> What is required
Answer with the exact lines of the following material from the one containing "Where can the blurred" through the one containing "Where can the white plate", both end lines included.

> Working data
┏━━
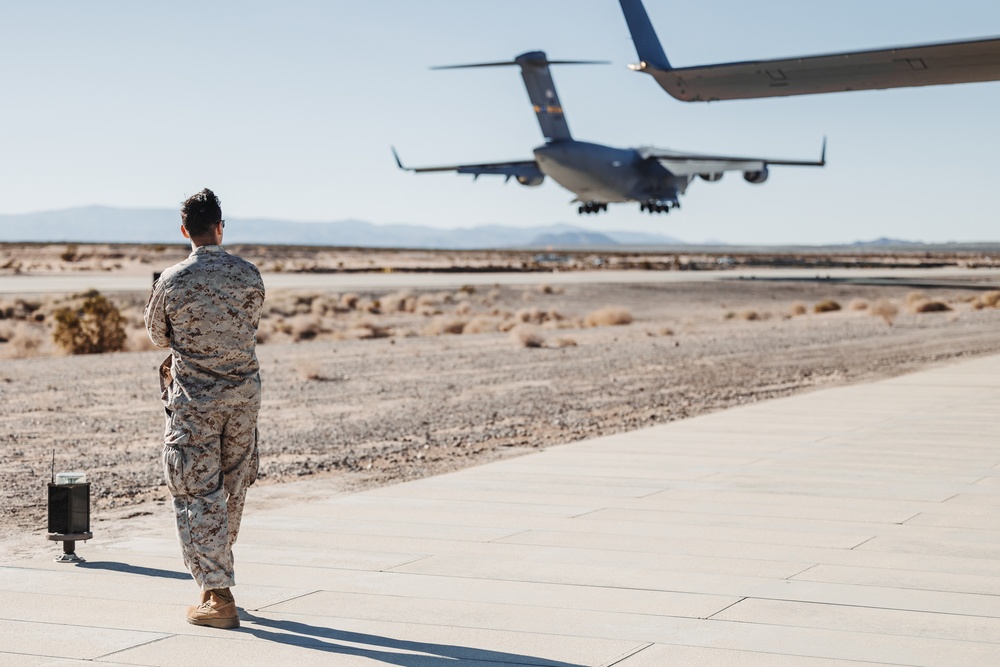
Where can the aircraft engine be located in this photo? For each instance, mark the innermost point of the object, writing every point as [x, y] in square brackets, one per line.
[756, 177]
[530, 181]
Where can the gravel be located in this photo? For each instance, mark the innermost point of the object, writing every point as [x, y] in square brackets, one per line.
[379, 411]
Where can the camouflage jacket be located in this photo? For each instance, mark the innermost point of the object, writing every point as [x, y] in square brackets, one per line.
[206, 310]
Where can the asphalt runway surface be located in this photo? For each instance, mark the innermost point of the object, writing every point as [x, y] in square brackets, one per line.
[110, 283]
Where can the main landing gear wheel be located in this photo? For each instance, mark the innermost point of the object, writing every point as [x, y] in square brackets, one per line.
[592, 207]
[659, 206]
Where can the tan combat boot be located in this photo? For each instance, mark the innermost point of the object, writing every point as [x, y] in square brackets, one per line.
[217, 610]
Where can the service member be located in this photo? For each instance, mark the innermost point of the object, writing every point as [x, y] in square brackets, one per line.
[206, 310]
┗━━
┏━━
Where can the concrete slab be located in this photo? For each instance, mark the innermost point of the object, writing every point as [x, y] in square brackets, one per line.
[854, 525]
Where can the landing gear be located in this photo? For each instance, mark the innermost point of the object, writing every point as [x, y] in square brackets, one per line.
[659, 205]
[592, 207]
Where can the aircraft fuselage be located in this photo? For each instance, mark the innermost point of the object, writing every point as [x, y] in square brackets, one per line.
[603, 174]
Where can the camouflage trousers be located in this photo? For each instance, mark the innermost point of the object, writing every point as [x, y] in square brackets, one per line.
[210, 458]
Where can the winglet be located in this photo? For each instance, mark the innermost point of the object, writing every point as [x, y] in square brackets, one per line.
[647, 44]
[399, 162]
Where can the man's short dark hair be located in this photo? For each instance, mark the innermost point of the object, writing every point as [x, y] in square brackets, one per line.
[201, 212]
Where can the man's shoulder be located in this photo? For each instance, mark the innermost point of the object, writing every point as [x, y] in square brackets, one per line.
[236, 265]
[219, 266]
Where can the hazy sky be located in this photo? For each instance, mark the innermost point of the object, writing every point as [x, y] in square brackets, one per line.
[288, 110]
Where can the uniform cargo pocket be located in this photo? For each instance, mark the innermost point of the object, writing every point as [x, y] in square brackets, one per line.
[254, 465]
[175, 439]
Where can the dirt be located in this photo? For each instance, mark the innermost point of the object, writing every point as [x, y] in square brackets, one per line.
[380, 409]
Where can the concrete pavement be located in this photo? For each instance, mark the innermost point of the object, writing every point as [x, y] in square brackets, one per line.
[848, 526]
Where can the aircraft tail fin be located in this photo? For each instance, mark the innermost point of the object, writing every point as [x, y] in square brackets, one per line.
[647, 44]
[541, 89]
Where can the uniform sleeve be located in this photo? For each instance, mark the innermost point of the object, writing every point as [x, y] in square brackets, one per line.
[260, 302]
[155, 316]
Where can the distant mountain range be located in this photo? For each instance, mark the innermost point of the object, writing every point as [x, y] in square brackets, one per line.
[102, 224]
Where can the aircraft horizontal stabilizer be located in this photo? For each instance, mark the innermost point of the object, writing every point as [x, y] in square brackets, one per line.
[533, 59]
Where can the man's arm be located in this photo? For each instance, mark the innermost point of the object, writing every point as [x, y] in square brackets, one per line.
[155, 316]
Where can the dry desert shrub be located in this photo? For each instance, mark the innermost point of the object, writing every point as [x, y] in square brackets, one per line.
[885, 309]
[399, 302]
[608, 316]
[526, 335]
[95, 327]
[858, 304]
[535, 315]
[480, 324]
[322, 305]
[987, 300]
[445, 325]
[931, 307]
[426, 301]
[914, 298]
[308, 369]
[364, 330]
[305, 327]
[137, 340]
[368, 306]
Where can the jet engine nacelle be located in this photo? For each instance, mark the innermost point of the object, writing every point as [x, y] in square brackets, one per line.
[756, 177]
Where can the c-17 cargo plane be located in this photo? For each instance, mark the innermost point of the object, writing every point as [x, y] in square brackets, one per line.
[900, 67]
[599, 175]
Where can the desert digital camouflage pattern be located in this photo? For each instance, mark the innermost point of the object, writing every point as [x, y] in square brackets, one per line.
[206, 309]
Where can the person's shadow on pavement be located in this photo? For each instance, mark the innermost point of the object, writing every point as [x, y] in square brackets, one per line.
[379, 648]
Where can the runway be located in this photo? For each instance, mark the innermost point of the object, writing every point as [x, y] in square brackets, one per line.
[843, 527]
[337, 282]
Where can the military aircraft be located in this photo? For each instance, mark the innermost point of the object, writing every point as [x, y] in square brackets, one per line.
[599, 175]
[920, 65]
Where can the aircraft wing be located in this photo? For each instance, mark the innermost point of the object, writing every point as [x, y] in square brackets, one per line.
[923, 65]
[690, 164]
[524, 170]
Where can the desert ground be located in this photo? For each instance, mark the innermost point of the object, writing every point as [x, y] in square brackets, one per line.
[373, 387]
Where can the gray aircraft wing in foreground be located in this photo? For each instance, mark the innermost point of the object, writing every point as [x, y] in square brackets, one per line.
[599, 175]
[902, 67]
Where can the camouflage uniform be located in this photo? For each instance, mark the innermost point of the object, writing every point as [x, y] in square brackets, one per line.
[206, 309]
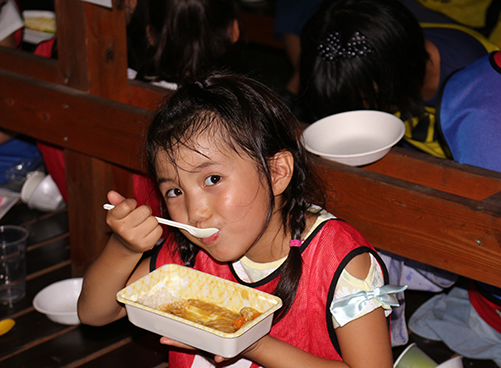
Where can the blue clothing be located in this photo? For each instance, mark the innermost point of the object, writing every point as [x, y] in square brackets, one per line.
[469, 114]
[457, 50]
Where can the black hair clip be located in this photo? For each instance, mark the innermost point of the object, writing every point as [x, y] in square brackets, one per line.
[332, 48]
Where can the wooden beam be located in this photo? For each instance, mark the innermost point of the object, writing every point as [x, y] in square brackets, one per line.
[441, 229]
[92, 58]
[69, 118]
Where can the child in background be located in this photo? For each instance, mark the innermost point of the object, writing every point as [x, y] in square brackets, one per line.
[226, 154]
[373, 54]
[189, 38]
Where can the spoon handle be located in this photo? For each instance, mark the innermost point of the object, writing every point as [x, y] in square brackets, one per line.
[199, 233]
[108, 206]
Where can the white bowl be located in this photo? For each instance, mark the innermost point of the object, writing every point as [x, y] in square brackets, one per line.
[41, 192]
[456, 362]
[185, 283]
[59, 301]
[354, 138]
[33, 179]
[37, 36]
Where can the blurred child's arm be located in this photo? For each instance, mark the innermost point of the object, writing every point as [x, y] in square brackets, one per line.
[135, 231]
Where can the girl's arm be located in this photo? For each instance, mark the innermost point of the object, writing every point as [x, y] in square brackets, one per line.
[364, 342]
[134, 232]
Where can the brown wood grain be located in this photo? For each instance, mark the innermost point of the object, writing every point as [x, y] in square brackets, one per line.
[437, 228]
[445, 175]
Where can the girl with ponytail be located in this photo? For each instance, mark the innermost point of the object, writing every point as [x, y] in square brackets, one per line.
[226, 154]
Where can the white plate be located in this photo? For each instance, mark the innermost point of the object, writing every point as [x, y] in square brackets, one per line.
┗━━
> Answer for the task
Where can the blurred child's arm be located in this photo? For each instance, mark the innermost point of the object, writing every point as [x, y] in square brackets, one per line.
[135, 231]
Where can the girl's arm be located in this photo? For each instance, mark the innermost point of the object, writing every point as [x, y] in square brackets, one per line.
[364, 342]
[134, 232]
Where can the brown wood grain be located in this photo? For each instance, mark the innermost point of the object, writing every point as [x, y] in square brackets, one per line.
[437, 228]
[445, 175]
Where can the girl with ponytail be located in this photo? For each instance, mark the innermost point of the object, writing every point as [x, y] in square brackets, one per line.
[226, 154]
Where can the white plate be located in this photo? For each instance, mark the innermost point of the object, writing every point as [x, y] in square brackets, one per line.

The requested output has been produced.